## Written exercise
Leaving out every picture, quote the data below exactly as it appears.

## Records provided
* * *
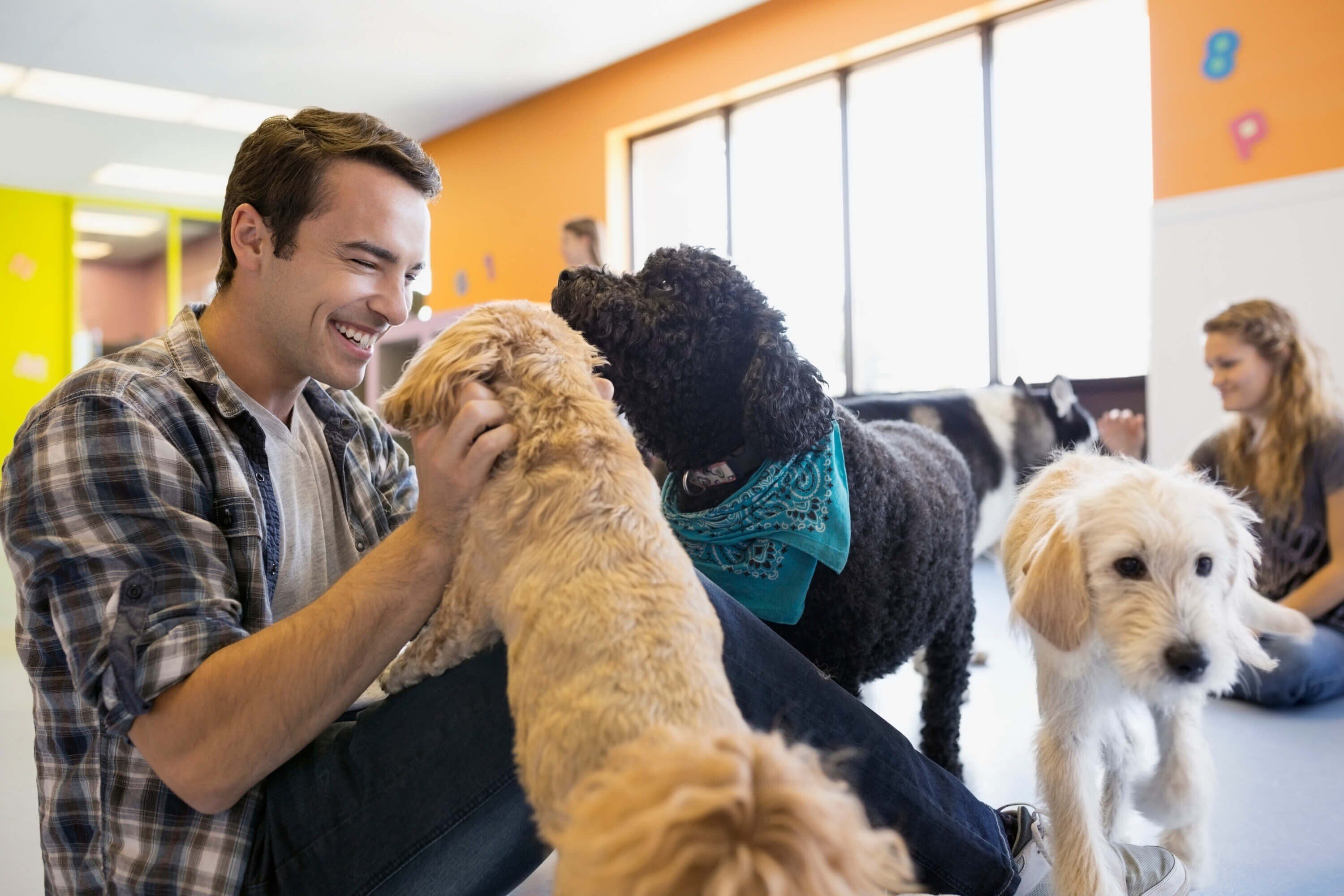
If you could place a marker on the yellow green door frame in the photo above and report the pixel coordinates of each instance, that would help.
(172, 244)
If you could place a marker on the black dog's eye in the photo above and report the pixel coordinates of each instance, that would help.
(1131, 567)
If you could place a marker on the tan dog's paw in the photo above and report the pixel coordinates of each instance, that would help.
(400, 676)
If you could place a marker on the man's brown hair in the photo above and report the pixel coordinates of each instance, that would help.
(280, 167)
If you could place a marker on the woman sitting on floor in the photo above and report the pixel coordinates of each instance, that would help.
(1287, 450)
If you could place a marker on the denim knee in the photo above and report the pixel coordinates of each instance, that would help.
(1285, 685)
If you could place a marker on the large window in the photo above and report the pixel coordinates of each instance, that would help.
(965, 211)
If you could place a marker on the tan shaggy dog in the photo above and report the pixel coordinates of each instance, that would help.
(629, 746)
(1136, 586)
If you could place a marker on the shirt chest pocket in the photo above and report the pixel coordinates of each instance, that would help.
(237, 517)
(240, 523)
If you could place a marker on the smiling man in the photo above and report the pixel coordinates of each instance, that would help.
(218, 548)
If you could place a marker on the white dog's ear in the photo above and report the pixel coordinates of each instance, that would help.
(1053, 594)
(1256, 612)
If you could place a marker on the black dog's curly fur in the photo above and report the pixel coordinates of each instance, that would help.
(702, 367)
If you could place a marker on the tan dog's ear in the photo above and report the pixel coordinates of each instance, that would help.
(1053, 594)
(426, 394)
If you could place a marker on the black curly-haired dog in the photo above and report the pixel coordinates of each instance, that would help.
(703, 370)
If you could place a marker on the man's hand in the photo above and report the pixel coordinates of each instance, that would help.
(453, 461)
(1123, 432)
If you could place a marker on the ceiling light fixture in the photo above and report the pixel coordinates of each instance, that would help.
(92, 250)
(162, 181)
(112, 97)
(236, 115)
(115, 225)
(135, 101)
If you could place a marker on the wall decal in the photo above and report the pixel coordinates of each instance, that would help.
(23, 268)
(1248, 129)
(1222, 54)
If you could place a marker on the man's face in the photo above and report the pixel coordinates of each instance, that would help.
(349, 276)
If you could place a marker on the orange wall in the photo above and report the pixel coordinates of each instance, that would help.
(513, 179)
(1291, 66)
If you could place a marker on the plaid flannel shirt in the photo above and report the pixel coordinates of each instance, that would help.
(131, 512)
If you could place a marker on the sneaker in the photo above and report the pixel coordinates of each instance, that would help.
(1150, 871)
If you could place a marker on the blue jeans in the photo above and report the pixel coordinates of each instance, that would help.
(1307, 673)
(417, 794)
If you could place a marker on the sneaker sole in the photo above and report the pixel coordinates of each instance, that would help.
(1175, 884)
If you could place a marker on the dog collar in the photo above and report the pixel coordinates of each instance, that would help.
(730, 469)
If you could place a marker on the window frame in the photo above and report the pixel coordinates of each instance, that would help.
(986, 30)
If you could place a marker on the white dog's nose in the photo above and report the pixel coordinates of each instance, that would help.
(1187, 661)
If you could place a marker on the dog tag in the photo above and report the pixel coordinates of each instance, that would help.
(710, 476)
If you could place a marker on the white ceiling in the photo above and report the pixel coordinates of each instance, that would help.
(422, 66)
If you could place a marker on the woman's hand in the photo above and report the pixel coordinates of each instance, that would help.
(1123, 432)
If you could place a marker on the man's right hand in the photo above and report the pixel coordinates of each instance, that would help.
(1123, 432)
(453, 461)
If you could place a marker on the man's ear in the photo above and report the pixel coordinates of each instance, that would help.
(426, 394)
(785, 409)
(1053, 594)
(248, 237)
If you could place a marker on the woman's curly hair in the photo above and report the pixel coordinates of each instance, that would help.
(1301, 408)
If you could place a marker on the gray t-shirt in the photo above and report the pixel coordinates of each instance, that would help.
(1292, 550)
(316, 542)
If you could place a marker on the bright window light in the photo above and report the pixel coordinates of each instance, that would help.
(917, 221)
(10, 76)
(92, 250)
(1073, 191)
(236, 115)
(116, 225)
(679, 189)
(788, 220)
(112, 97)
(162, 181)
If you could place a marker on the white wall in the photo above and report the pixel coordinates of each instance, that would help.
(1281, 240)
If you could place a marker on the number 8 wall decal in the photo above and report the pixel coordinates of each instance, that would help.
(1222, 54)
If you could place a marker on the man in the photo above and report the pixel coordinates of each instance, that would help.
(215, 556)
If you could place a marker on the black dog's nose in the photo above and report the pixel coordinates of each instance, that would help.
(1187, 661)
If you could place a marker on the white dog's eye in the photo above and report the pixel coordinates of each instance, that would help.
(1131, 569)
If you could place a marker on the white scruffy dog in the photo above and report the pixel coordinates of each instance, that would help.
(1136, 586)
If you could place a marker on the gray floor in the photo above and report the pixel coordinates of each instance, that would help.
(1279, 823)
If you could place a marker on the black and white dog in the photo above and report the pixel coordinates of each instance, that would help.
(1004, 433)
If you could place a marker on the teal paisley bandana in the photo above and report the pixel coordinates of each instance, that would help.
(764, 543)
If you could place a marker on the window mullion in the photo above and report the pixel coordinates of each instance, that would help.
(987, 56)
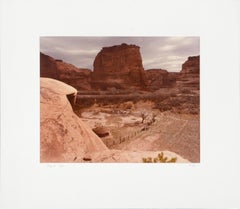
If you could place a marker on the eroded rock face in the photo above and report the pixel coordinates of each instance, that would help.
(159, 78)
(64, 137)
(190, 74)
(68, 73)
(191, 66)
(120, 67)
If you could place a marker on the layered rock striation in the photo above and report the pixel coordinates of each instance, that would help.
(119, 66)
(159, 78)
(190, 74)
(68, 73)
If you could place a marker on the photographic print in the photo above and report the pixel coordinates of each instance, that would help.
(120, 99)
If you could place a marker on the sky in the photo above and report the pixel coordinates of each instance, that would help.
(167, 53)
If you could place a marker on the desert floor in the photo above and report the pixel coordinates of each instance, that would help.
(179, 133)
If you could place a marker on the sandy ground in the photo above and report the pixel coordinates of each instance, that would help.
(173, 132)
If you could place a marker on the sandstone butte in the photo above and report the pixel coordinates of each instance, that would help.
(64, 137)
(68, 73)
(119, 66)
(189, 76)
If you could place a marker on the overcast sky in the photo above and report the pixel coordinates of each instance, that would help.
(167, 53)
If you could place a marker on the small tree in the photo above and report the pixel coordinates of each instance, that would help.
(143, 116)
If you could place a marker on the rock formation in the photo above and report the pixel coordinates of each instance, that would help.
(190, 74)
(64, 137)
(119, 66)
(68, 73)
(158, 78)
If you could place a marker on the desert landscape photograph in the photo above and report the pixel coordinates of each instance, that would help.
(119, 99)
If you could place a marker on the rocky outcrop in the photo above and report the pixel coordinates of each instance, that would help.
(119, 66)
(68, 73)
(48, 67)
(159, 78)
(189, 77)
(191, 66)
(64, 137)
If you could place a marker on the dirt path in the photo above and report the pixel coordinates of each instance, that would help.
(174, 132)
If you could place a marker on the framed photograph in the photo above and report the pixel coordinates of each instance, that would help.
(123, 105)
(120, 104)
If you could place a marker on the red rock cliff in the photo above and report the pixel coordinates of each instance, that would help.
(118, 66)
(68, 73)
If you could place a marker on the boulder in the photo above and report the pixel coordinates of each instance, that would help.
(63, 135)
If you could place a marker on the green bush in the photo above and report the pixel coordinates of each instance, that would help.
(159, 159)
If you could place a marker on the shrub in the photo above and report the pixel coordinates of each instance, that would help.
* * *
## Final result
If you could place a marker on the yellow green door frame in the photo above and report the pixel coordinates of each instance, that would help.
(172, 244)
If you could place a marker on the black dog's eye in the photo above and report the pixel coordinates of each instance, that would help.
(1131, 567)
If you could place a marker on the tan dog's paw in the photo above and report the pixel coordinates of each instance, that would help.
(400, 676)
If you could place a marker on the man's brown hair in the photo above and report the pixel coordinates of each instance, that would help.
(280, 167)
If you could place a marker on the woman sitting on floor in the photo above and report the pixel coordinates of each instance, that would help.
(1287, 450)
If you could place a marker on the denim knee in the photo above and report the pixel coordinates of each instance, that would help.
(1285, 685)
If you could place a marker on the large window in the photo above and report the pixel coordinates of each instance, that would help.
(965, 211)
If you could place a marker on the tan shaggy dog in the photo above and report the pixel coordinates of each instance, that would help.
(629, 746)
(1136, 586)
If you could place a marker on the shirt chest pocket in the photo above and report the pixel coordinates of each instance, that would help.
(237, 517)
(240, 523)
If you could place a marker on the smiling man in the photo above and report the pixel coordinates of each instance, that would help.
(218, 548)
If you could place a marker on the white dog's ear in the photo above and report the pixel coordinates of each instance, that would help.
(1053, 594)
(1256, 612)
If you could place a marker on the black dog's curly fur in the photo above and report the pixel coordinates of each instance, that would help.
(702, 367)
If you could place a marker on the tan dog's ear in the photo above and report the pixel coordinates of each instance, that would help.
(1053, 594)
(426, 394)
If you could place a marker on the black curly-haired dog in the photo above and report the pixel coordinates of each instance, that would help.
(703, 370)
If you could place a marker on the man's hand in the photo above and report the pixel coordinates of each instance, that would help.
(453, 461)
(1123, 432)
If you could place a marker on the ceiling light fixture in the photo above and report the pixel coordinates of each instance, that would help.
(92, 250)
(162, 181)
(112, 97)
(236, 115)
(115, 225)
(135, 101)
If you could place a marker on the wall decal in the photo above and report the pixel coordinates of each instance, that would help.
(23, 268)
(1248, 129)
(1222, 54)
If you could place a marker on the man's face in the photo above and report the pixel coordinates of each instance, that would help.
(349, 276)
If you could place a marker on the orange wall in the photo above and report the pixel coordinates of each instance, that would help.
(513, 179)
(1291, 66)
If you could place a marker on the plaid flannel shirt in the photo above and report the pixel coordinates of each instance, that would help.
(131, 512)
If you could place a marker on the sneaker in the photo above and report the pixel coordinates of each instance, that would help.
(1150, 871)
If you could place a marker on the blue jeans in the photo above and report the pixel coordinates of each instance, that would help.
(1307, 673)
(417, 794)
If you could place a marker on the sneaker sole in the photo above and report the pixel coordinates of each instance, that would help.
(1175, 884)
If you could place a marker on the dog collar in the photo above and report the pixel coordinates of each instance, that would help.
(730, 469)
If you could place a marker on the window frame in the photo above and report the pixel coordinates of each instance, that would help.
(986, 30)
If you could place a marker on the white dog's nose in the photo above and report the pixel coordinates of each instance, that would help.
(1187, 661)
If you could place a marker on the dog tag in the photo above and report the pixel coordinates of each instance, that would help.
(710, 476)
If you could place a marker on the white ceiling in the photo above and report the pixel coordinates of each instance, that would help.
(422, 66)
If you could place a marker on the woman's hand in the photo above and report the pixel coordinates of each instance, that would help.
(1123, 432)
If you could place a marker on the man's right hand in the photo above and report the pixel coordinates of each instance, that would help.
(1123, 432)
(453, 461)
If you could place a marker on the man's ear in the photo above and report the pixel coordinates of each instance, that would help.
(426, 394)
(785, 409)
(1053, 594)
(248, 237)
If you could place a marker on the woman's curly hair in the photo above and report the pixel coordinates of each instance, that would help.
(1301, 408)
If you could place a marker on the gray t-shirt in the photo above and report the pixel coordinates of each instance, that would help.
(1292, 550)
(316, 542)
If you could place a marker on the bright window light in the photo above and report the pixel coordinates of each instance, that would help.
(917, 221)
(10, 76)
(92, 250)
(1073, 191)
(236, 115)
(116, 225)
(679, 189)
(788, 220)
(112, 97)
(162, 181)
If you could place a marker on the white wall in the photo above and report the pixel coordinates of each instance, that would help.
(1281, 240)
If you could place a marker on the number 8 wall decal in the photo above and report the pixel coordinates of each instance, that would help.
(1222, 54)
If you could place a marker on the man in the photo above and report the pixel coordinates of each instance, that would help.
(215, 556)
If you could place a marker on the black dog's nose in the photo above and report the pixel coordinates of each instance, that would help.
(1187, 661)
If you could place a marker on the white dog's eye in the photo above and report the pixel coordinates of each instance, that would help.
(1131, 569)
If you could place a marker on the white scruffy dog in the photo above and report the pixel coordinates of each instance, that would help.
(1136, 586)
If you could place a marker on the gray floor in the photo above and report the pixel coordinates of each instance, that would help.
(1279, 823)
If you could place a marker on the black and white dog in the photo above and report the pixel coordinates of each instance, that would help.
(1004, 433)
If you could place a marker on the teal paisley bandana in the photo above and report the pixel coordinates of each instance, that would help.
(764, 543)
If you could place a marker on the window mullion in the photo above and report the pixel coordinates of each instance, that would help.
(987, 56)
If you could place a marker on the eroded rock face in the photo above and report the pixel coordinates of each instance, that would help.
(159, 78)
(64, 137)
(190, 74)
(68, 73)
(191, 66)
(120, 67)
If you could place a marker on the layered rock striation in the photo above and report the pixel coordinates of each instance, that would help.
(119, 66)
(159, 78)
(190, 74)
(68, 73)
If you could place a marker on the photographic print in the photo above and report the pixel coordinates of each instance, that would help.
(120, 99)
If you could place a marker on the sky in the photo above and report the pixel coordinates of each instance, that would help.
(167, 53)
If you could place a marker on the desert floor in the photo above and report the pixel coordinates of each instance, that would help.
(179, 133)
If you could place a marker on the sandy ground in the photo above and report the pixel coordinates of each instance, that would help.
(173, 132)
If you could place a marker on the sandstone butte in the photo above and report the pixel coordinates of each instance, that would help.
(64, 137)
(68, 73)
(119, 66)
(189, 76)
If you could place a marker on the overcast sky in the photo above and report the pixel coordinates of each instance, that would help.
(167, 53)
If you could place a marker on the small tree in the photo above and report the pixel coordinates of each instance, that would help.
(143, 116)
If you could place a marker on the rock formation in the photo above and report the pixel coordinates of each instance, that would help.
(190, 74)
(64, 137)
(119, 66)
(68, 73)
(158, 78)
If you could place a marker on the desert landscape photograph in the photo above and report the pixel coordinates of each instance, that would help.
(119, 99)
If you could place a marker on the rocky outcrop in the photo above and report the pixel coordinates of each instance, that would help.
(119, 66)
(68, 73)
(48, 67)
(159, 78)
(189, 77)
(191, 66)
(64, 137)
If you could place a marker on the dirt path in the photo above and report the pixel coordinates of each instance, that would help.
(174, 132)
If you could place a marker on the framed photograph in the photo above and report the pixel coordinates of each instance, that would help.
(123, 105)
(120, 104)
If you could place a marker on the red rock cliff in the photo above and report the pixel coordinates of each instance, that would help.
(118, 66)
(68, 73)
If you could place a marker on the boulder in the photo above and report the pixel coordinates of each instance, that would help.
(63, 135)
If you could place a marker on the green bush in the photo above and report the pixel coordinates of each instance, that would help.
(159, 159)
If you could place a marker on the shrub in the photo above and report the pixel coordinates of each instance, that would help.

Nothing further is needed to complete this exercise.